Passage:
───

Why Love and Deep Space stays with me.
**LIGHT SPOILERS AHEAD-READER BE WARNED**
On the surface, Love and Deep Space is a futuristic romance game. But underneath the sleek sci-fi setting is a story about something far more unsettling—and familiar.
The main character is not just dating in space. She is space. A cosmic entity, endlessly reborn, carrying immense power she didn’t ask for, can’t fully control, and is only just beginning to understand.
And she’s trying—very hard—to live a normal life anyway.
Loving while being dangerous
In the world of Love and Deep Space, the protagonist holds an Evol l or modern super power — along with a strange, immense, unpredictable power that can level entire cities. It’s part of her, but it’s also something that has been exploited, feared, and used against her.
For many trauma survivors, this feels achingly familiar.
There’s often a sense of being too much: too intense, too sensitive, too powerful, too destabilizing for others. Love becomes complicated when you’ve learned that parts of you are dangerous—or at least treated that way.
Attachment after exploitation
Before the story begins, the protagonist was held by an evil entity that forced her to use her repeatedly, killing and rebirthing her over and over. The result isn’t just physical harm—it’s fractured memory, loss of identity, and a self that no longer remembers who she was before survival took over.
Later we see her long after the trauma, she has only happy memories of a perfect childhood. Most of her gap in memory she explains away as being a part of the incident that killed her parents and gave her Protocore Syndrome- a condition that causes her chronic illness.
Trauma doesn’t always leave visible scars. Sometimes it leaves gaps. Missing years. A body that reacts faster than the mind can explain.
And yet—connection still happens.
The six men she meets throughout the game are bound to her in different ways: contracts, childhood ties, soul bonds, even a fallen sea god. These relationships aren’t neat or safe, but they are attuned. They recognize her power without trying to own it.
That matters.
The desire to live “normally”

───

Record extracts:
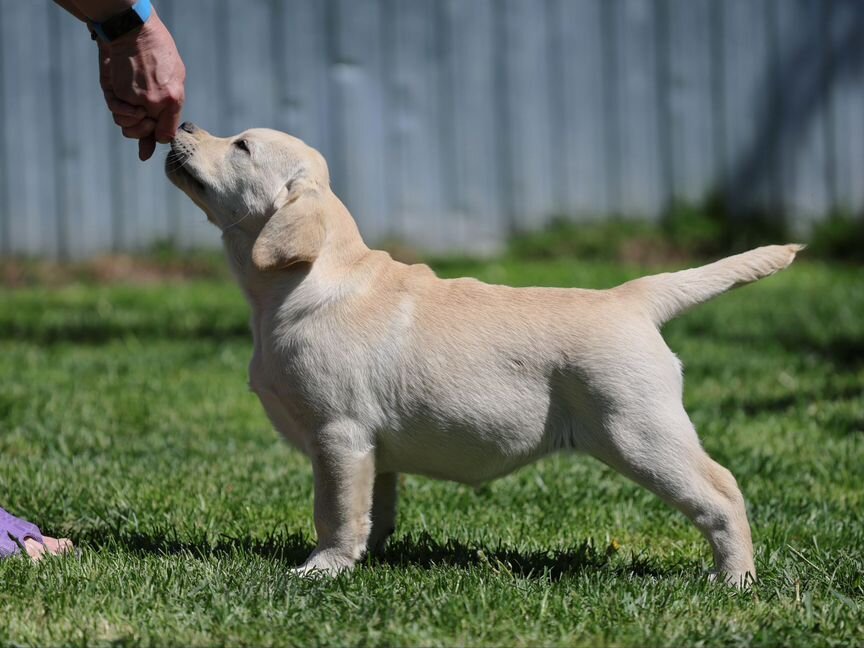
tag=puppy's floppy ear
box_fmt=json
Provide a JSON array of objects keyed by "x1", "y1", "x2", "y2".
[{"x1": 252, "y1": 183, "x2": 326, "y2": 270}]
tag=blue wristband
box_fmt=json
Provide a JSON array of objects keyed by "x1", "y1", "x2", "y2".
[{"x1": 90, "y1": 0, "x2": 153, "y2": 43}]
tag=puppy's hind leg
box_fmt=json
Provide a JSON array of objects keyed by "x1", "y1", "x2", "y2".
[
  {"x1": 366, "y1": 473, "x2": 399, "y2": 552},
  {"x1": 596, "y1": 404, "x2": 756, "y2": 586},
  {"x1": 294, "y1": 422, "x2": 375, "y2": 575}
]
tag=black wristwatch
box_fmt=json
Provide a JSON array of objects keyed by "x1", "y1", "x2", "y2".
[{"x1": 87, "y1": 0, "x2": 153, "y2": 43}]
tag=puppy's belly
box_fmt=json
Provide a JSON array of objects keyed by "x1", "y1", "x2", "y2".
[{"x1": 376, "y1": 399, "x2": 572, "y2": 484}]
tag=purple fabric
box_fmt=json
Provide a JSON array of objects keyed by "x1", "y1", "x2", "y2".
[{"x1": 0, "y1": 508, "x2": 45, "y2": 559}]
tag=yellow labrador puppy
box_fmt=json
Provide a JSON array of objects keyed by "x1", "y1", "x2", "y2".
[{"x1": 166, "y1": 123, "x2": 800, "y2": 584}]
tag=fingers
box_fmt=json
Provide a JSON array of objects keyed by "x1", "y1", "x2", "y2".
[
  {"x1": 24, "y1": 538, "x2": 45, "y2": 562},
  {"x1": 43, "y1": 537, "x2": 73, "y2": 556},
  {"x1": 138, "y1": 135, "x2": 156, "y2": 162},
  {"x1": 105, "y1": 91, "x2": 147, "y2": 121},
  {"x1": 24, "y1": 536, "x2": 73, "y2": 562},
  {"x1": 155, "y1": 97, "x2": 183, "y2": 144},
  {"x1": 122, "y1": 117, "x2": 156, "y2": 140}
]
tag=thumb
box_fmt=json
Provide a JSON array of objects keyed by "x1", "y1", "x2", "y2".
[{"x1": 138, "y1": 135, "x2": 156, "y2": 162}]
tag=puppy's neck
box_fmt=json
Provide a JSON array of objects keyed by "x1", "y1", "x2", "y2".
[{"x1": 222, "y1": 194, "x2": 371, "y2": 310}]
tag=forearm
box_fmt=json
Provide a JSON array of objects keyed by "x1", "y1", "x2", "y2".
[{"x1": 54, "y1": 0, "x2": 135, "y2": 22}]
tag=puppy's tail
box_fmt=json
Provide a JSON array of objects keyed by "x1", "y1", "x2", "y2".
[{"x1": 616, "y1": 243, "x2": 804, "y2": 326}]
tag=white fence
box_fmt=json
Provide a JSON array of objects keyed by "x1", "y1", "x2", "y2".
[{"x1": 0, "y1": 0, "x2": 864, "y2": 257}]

───

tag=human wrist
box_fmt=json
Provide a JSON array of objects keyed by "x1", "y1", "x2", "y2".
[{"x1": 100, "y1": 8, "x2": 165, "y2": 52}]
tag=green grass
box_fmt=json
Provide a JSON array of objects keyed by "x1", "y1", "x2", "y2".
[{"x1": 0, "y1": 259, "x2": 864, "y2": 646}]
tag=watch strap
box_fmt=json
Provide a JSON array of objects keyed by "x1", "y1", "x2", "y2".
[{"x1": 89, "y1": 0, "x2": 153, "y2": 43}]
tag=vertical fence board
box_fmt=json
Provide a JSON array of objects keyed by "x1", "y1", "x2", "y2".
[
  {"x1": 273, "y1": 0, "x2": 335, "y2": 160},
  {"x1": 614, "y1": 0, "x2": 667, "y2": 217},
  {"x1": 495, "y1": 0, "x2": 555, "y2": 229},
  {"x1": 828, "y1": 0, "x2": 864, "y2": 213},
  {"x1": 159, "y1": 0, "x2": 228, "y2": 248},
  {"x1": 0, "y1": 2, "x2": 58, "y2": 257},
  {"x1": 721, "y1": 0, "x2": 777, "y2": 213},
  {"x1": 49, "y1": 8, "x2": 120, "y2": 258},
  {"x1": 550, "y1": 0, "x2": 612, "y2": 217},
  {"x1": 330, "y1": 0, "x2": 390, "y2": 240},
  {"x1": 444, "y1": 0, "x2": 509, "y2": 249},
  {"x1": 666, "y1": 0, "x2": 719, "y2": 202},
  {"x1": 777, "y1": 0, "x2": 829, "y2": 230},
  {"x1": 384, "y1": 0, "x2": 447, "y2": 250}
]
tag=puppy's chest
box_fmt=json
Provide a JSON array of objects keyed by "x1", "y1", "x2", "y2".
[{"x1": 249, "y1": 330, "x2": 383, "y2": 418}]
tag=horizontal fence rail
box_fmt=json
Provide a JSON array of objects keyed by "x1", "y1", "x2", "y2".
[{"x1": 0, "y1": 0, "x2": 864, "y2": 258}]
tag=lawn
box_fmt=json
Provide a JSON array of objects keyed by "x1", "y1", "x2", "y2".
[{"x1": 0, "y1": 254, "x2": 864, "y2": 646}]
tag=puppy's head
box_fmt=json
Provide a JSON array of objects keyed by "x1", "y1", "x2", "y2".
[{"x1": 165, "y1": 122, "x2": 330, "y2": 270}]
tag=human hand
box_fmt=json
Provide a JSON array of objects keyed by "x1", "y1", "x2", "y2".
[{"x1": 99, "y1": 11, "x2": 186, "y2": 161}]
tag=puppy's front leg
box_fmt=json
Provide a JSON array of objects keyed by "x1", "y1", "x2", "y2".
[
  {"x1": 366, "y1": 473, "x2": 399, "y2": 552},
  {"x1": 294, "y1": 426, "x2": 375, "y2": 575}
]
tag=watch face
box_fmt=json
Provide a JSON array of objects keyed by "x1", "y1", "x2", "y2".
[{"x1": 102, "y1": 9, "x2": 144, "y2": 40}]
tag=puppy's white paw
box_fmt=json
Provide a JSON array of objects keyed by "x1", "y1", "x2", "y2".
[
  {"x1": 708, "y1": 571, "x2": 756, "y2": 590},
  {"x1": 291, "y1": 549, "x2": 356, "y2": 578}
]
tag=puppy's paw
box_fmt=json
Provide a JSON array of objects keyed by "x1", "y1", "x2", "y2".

───

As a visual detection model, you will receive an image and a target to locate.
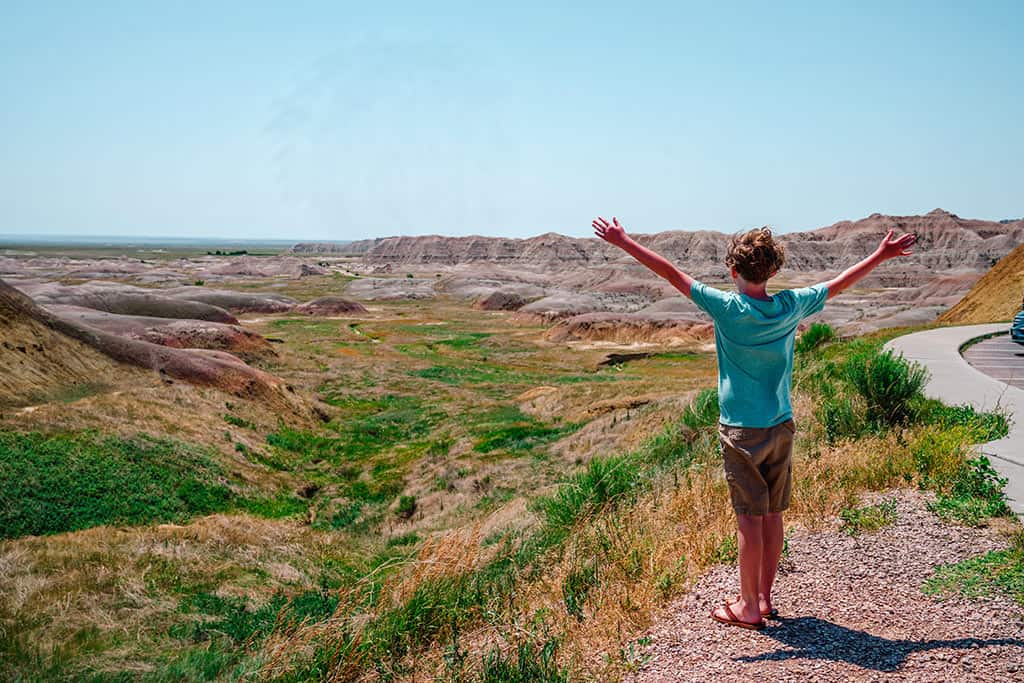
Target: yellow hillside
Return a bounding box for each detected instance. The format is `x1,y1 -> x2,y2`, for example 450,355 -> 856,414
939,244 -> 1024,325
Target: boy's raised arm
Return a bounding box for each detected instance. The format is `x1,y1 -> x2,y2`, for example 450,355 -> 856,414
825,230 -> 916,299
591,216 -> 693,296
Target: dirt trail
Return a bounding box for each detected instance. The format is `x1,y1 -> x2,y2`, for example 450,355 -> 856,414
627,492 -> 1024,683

───

Task brief:
According to the passage on Love and Deep Space, what condition causes the protagonist's chronic illness?

Response to this task:
Protocore Syndrome.